> _Задание 1_
С какого года, согласно учению о духовном антихристе из текста о народной эсхатологии старообрядцев, антихрист воцарился в русской церкви?
> _Задание 2_
Пожалуйста, напишите следующую часть текста о народной эсхатологии старообрядцев, начиная после его последнего предложения.

Почему же в высказываниях информантов традиционный образ антихриста (в христианской эсхатологии это совершенно особый человек греха, через посредство которого и будет действовать дьявол перед светопреставлением) так часто подменяется более заурядными врагами истинной «веры»? Дело, наверное, в том, что все наши информанты являются старообрядцами-беспоповцами, а беспоповщина (как федосеевцы, так и поморцы) основывает свое существование на учении о т. наз. духовном антихристе: согласно этому учению антихрист воцарился в русской церкви с 1666 года и царствует духовно, проявляясь в ересях, которые содержит послениконовское православие. Таким образом, под антихристом здесь понимается не особый человек, но – дух зла, что в значительной степени способствует отождествлению антихриста с «нечистой силой». Может быть, поэтому и встречаются высказывания, где об «антихристе» говорится, что это – «дух», «черт» / «черт, невидимый дух» / «нечистый дух». Во всяком случае, «чертом» «антихриста» считают даже те, кто утверждает, что он «появился в 1666 году, должен был появиться после Никона». Этой эсхатологии без антихриста очень соответствует характер одного из отголосков популярной в прошлом легенды о царе Михаиле151: говоря о том, что «конец света» будет, когда придет царь Михаил, сядет на престол, сложит над головой руки и скажет: «Больше не могу», – информант переиначивает кульминационный момент старинного сказания, где Михаил «снем <…> с себя венець и возложит на крест, все людем видящим, и воздев руце свои горе на небо и даст царство Богу и отцу»152 в преддверии царствования антихриста; здесь же, вместо этого, наступает светопреставление.

Тем не менее традиционный образ антихриста все же сохраняется в памяти отдельных информантов. Однако представления «знающих людей» об антихристе носят, как правило, весьма общий характер: «скоро народится» / «родится в народе» «антихрист»; он «будет людей совращать» / «всех будет обращать в свою веру» – «будет выдавать себя за Христа и смущать верующих»; «кто ему поверит, тому он деньги даст, а кто – нет <…> того антихрист будет долго мучить» (или даже «уничтожит»), – вот и все сведения, которыми обычно на этот счет располагают информанты.

Лишь в одном высказывании христианская эсхатологическая легенда излагается более или менее подробно: «…объявится на земле антихрист <…> Праведные пойдут на службу к нему, а в заверенье разрежут мизинец и подпишутся кровью своей – значит, служить ему будут верой и правдой. Тогда гром загремит, Илья спустится. Он и сейчас гремит там – слышно его. Сильная битва будет Ильи и антихриста и отрубит антихрист Илье голову». Следует обратить внимание на то, как здесь представляются известные эпизоды этой легенды: наложение антихристовой печати превращается в заключение договора с «нечистой силой», который обычно скрепляется распиской, подписанной кровью из мизинца153; а упоминая из обличителей «антихриста» только одного – Илью, информант как бы воссоздает поединок бога громовержца (ср.: «он сейчас гремит там <на небе. – А. Б.>») с его противником – змеем154, но с характерным для эсхатологического контекста финалом (победой «змея»/«антихриста»). Под влиянием традиционных верований происходит фольклоризация христианской эсхатологии. Любопытно, что именно в усвоении традиционного образа антихриста народная эсхатология более, чем когда-либо, основывается на фольклорно-поэтических представлениях (ср. еще изображение антихристова царства: «три с половиной года будет править антихрист – три года не будет кукушка куковать, шесть годов соловей не будет петь»155), хотя обработка литературного предания в собственно фольклорном духе в общем не характерна для эсхатологических верований наших информантов.

> _Представленные записи_
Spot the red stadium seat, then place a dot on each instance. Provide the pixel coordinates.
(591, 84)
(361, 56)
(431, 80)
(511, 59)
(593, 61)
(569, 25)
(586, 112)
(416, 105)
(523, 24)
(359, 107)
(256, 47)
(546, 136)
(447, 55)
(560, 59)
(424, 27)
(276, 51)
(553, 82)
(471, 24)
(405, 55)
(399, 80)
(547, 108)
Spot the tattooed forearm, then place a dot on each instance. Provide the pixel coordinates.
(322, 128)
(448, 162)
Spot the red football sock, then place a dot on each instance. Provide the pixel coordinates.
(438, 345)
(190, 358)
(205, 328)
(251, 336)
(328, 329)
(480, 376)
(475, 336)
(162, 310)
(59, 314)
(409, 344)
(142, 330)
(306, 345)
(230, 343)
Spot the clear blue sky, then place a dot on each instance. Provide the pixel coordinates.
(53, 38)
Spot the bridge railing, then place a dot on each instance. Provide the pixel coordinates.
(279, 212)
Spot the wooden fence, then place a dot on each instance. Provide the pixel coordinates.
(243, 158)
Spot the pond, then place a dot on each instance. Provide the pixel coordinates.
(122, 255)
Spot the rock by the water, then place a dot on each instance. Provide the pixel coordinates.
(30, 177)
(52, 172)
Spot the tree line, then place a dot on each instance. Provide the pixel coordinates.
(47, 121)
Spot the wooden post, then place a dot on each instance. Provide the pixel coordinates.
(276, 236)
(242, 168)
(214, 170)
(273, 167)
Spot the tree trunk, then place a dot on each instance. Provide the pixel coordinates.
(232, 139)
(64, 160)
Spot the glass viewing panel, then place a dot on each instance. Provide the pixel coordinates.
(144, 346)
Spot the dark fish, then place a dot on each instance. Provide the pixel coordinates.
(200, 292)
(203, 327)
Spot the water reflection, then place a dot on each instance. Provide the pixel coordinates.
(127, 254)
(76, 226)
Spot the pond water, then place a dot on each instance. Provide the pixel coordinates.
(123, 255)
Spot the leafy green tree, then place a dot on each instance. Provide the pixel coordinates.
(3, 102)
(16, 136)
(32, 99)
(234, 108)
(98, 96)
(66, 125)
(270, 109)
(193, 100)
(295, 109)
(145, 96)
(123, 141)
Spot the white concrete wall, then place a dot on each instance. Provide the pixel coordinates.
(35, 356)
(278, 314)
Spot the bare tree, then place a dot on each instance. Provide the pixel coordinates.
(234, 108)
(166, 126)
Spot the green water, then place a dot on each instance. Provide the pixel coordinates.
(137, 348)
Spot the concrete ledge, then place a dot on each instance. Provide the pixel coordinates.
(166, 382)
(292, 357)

> _Результат выполнения 1_
С 1666 года.

> _Результат выполнения 2_
Отголоски легенды об антихристе встречаются и за пределами ее непосредственного отражения в высказываниях информантов. Так, например, лжезнамения, которыми антихрист – по сказаниям о нем – привлечет к себе человечество, превращаются в обычные «приметы» «конца света»: «написано, что вокруг земли будут летать»156; «когда изменят луну и солнце, тогда – и конец света»157. Однако субъект действия здесь выражен в неопределенно-личной форме, что уже может свидетельствовать о забвении источника этих «примет». Окончательно же всякая связь с антихристом теряется при их истолковании: предсказанное изменение «луны и солнца» видится, к примеру, в том, что «человек – на луне, скоро и до солнца доберется».

Легенда об антихристе не пользуется среди наших информантов той популярностью и не имеет того значения, которые свойственны ей в литературной традиции. Деятельность обыкновенного человека и состояние человеческого общества в целом – вот что прямо беспокоит информантов и является главной темой их высказываний. Вместе с тем эсхатологические представления информантов в известной мере определяются содержанием старинных сказаний об антихристе. Можно даже предположить, что и существующий здесь образ лжеверы (хотя бы в некоторых своих чертах – вспомним «кино») восходит к описанию мечтотворений антихриста в эсхатологической письменности158. Однако у информантов, вопреки церковному преданию, лжевера является причиной человеческих «беззаконий», но отнюдь не следствием исполнившегося нечестия мира. Характерное для народной эсхатологии совмещение черт искушения (лжеверой) и нечестия в изображении кануна светопреставления приводит к тому, что и сам антихрист иногда выступает в типичном обличье людей «последних времен» – ср.: «антихрист будет ходить полуголый».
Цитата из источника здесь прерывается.